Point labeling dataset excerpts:
## start
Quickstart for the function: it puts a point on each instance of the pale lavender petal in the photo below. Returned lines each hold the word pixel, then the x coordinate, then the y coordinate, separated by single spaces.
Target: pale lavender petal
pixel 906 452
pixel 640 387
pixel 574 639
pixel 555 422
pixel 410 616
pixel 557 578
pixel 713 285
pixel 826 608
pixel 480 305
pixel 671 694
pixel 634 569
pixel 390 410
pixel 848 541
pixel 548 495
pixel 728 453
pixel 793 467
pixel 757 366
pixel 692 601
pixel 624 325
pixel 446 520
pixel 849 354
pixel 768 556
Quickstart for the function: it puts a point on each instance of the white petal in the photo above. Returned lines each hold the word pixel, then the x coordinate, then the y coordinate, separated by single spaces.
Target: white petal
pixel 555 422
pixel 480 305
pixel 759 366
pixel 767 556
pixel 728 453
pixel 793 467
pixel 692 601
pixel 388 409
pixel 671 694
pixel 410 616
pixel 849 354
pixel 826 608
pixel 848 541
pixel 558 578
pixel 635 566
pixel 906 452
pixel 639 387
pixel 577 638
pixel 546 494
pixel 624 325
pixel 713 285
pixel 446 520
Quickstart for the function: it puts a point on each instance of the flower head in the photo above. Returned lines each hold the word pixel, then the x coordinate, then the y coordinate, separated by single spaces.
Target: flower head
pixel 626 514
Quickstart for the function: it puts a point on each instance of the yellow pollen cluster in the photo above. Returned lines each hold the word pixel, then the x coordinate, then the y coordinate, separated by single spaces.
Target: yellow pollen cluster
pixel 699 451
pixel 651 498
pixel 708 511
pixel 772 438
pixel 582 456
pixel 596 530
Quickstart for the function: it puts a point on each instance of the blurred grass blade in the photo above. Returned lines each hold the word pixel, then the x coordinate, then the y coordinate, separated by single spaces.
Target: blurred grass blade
## end
Lay out the lines of the listing from the line with "of the flower" up to and including the line with "pixel 626 514" as a Markdown table with a Line column numbering each row and a Text column holding the line, leaving out any blank lines.

Response to this exercise:
| Line | Text |
|---|---|
| 1 | Quickstart for the function: it puts a point on each instance of the flower head in the photo above. Returned lines each hold the word pixel, then the x coordinate, then the y coordinate, separated by single spaces. |
| 2 | Target: flower head |
| 3 | pixel 626 514 |